BEGIN SELECTED TEXT
AI model explores EHR data to predict physician burnout
A new AI tool from Washington University in St. Louis researchers aims to help identify burnout among physicians and could potentially prevent it in the future.
The end-to-end deep learning tool developed by Chenyang Lu, the Fullgraf Professor in the McKelvey School of Engineering, and his team combs through automatically generated electronic health record activity logs to predict physician burnout.
Burnout has long been an emerging issue for healthcare providers, but the COVID-19 pandemic pushed healthcare professionals to the brink. One recent alarming study found 14% of physicians admit to using alcohol or substances on the job to cope with stress, trauma and burnout from their jobs. Burnout, characterized by feelings of depersonalization and exhaustion, as well as a low sense of accomplishment at work, is up in 2022, with 47% of the healthcare workforce reporting feelings of burnout, according to a January study.
Typically, burnout is determined and measured through self-reporting surveys, and there are few solutions to prevent burnout through earlier identification and mitigation. However, this type of self-reporting could miss physicians and healthcare professionals who aren’t comfortable sharing that information or who simply don’t have time to take surveys, according to researchers.
Researchers tested their AI tool, known as the Hierarchical burnout Prediction based on Activity Logs (HiPAL), with data from the activity logs of 88 physicians of Barnes-Jewish Hospital and fellows at Washington University School of Medicine. They determined that electronic health records (EHRs) are a good barometer for physicians’ concentration, focus and behavior patterns thanks to the thousands of touchpoints that come with usage. For example, EHRs log all activity by users, from log in to reading reports, creating notes and reviewing labs. All in all, EHRs generate between 1,000 and 8,000 actions per shift, up to 90,000 actions per week. All those data points can lead to a sort of “signature” for physicians in their behavior patterns at work, researchers stated.
“These logs can be used to measure workload and tell us how much time one spends on various tasks in an electronic health record, when they perform those tasks, and more,” Lu said in a press release. “If we could predict burnout based on this information readily available in the electronic health record, our model could be deployed in most hospitals and predict physician burnout in an unobtrusive and timely fashion.”
The HiPAL model looked at raw activity log data to predict physician burnout. By comparison, a previous model relied on predefined features extracted from activity logs, such as hours spent working, how many notes were made, how many reports were read and more. That model required these features to be manually defined based on domain knowledge.
“We let the model learn the most important connections itself without human-defined features,” Hanyang Liu, a third-year doctoral student in Lu’s lab and first author on the paper, said in a statement. “The deep model can discover sophisticated patterns in the log and delivers higher predictive performance than standard machine learning models with defined features. The downside is that because the patterns the model learns are sophisticated, they require model interpretation techniques to explain the predictions.”
Washington University researchers plan to present their findings at the ACM SIGKDD Conference on Knowledge Discovery and Data Mining and are optimistic about the potential for HiPAL in healthcare, with plans to conduct further research and validation prior to clinical use.
END SELECTED TEXT
BEGIN DATA FOR ANALYSIS
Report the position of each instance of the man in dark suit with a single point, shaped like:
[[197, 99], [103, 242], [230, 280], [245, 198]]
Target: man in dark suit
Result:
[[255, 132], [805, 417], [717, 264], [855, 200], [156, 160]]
END DATA FOR ANALYSIS
• _QUESTIONS TO ANSWER_:
1 – Translate this sentence from the article on physician burnout into Spanish: "All in all, EHRs generate between 1,000 and 8,000 actions per shift, up to 90,000 actions per week."
2 – According to the article on physician burnout, what share of the healthcare workforce reported feelings of burnout in the January study?

• _RESULTS BY TASK_:
1 – En total, los EHR generan entre 1000 y 8000 acciones por turno, hasta 90 000 acciones por semana.

2 – 47% of the healthcare workforce reported feelings of burnout.